• À faire:
1. D'après le texte sur l'Anse du Lac, pour quelle raison la Ligue de l'enseignement a-t-elle répondu à l'appel à projet du Département ? Répondez en une à trois phrases.
2. Rédigez la suite du texte sur l'Anse du Lac, à partir de sa dernière phrase.

• Passage du texte:
+---+
Accueillis en France, ils sont 25 à l’Anse du Lac, à Pont-de-Salars à bénéficier d’un dispositif d’accompagnement vers un accès au travail et à l’autonomie. Explications.

Un havre de sérénité au bord du lac de Pont-de-Salars, une nature que rien ne semble vouloir déranger, presque un centre de vacances. C’est d’ailleurs la vocation première de l’Anse du Lac, devenu désormais un lieu d’accueil pour jeunes migrants, "mineurs non accompagnés" selon le vocable administratif. Ils sont 25 garçons de Côte d’Ivoire, Mali, Gambie, Guinée, Cameroun, âgés de 15 à 18 ans, à avoir posé ici leurs valises au terme d’un périple guidé par bien des fractures, tant familiales qu’économiques, qu’ils tentent d’oublier.

Accompagnement adapté

Accidentés de la vie, réfugiés aujourd’hui, ils seront demain intégrés socialement et professionnellement dans cette société qui leur tend la main, à travers un dispositif d’accompagnement adapté porté, comme ailleurs en France, par le Département.

Et ce, avec l’aide de prestataires qualifiés comme la Ligue de l’enseignement – Fédération des œuvres laïques, qui gère l’Anse du Lac, ainsi qu’une autre structure similaire à Villefranche-de-Rouergue. "Nous avions accueilli déjà à Pont-de-Salars, en 2016, 25 jeunes Soudanais issus du démantèlement de la "jungle de Calais", sur la sollicitation de l’État, explique Gérard Penel, secrétaire général de la Ligue de l’enseignement en Aveyron. D’autres mineurs suivront en 2018, ce fut chaque fois une expérience très riche, qui nous a convaincus que nous avions un rôle à jouer comme opérateur d’action sociale, en devenant délégataire". Et de répondre donc à l’appel à projet lancé par le Département pour créer un dispositif pérenne au bénéfice des mineurs non accompagnés.

Début 2020, l’Anse du Lac devient ainsi un centre d’accueil dûment agréé, une Maison d’enfant à caractère social (Mecs). Elle est aussitôt destinée à accueillir 25 jeunes confiés préalablement à l’Aide sociale à l’enfance pris en charge, logés dans des bungalows en bois doté du confort nécessaire et des outils propres à leur assurer une relative autonomie.
+---+
• Extrait de données:
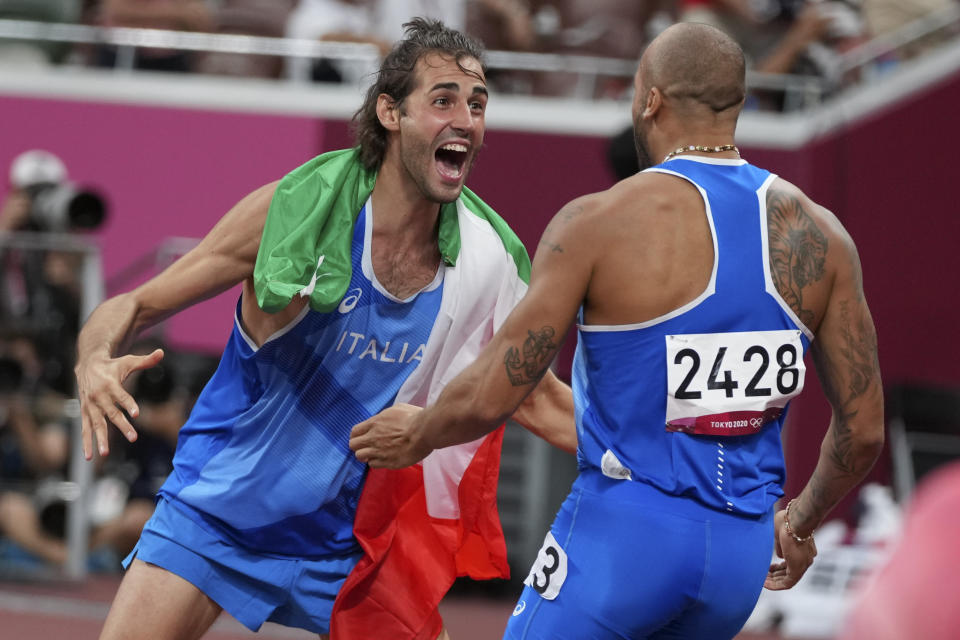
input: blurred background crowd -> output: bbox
[0,0,955,109]
[0,0,960,637]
+---+
• Corrigé de l'exercice:
1. La Ligue avait déjà accueilli des mineurs à Pont-de-Salars : 25 jeunes Soudanais issus du démantèlement de la « jungle de Calais » en 2016, puis d'autres en 2018. Chaque accueil a été une expérience très riche, qui l'a convaincue qu'elle avait un rôle à jouer comme opérateur d'action sociale en devenant délégataire. Elle a donc répondu à l'appel à projet du Département pour créer un dispositif pérenne au bénéfice des mineurs non accompagnés.

2.
"Ils sont assez démunis quand ils arrivent, il leur faut du temps pour se poser d’autant qu’avant d’arriver ici, ils sont passés dans un établissement de mise à l’abri, pour une évaluation sociale avant de passer par une cellule dédiée qui assure leur répartition au niveau national, détaille Laurie Pons, coordonnatrice du centre. Ils resteront entre quelques mois et trois ans. A leur majorité, ils doivent quitter le dispositif mais ils restent éligibles à l’aide aux jeunes majeurs".

Ouverture sur le monde extérieur

En fait tout le travail des neuf éducateurs consiste à donner aux jeunes toutes les clés d’une intégration réussie durant leur passage au centre. L’apprentissage, en alternance, en est un levier essentiel (lire ci-dessus). Mais l’ouverture sur le monde extérieur, va plus loin. S’appuyant sur la politique mise en œuvre par le PETR (Pôle d’équilibre territorial et rural) du Lévezou, l’Anse Lac "développe un volet culturel à travers des activités artistiques, avec la Compagnie orageuse notamment ou encore des groupes de musique et les projets s’enchaînent, tous témoignent de l’importance de la mixité sociale, poursuit Laurie Pons. Le sport également est un bon vecteur d’intégration dans des clubs locaux. Et ils s’investissent aussi auprès d’associations caritatives, comme les Restos du Cœur qu’ils aident dans leurs collectes. C’est une prise en charge globale, culturelle, économique, et sportive".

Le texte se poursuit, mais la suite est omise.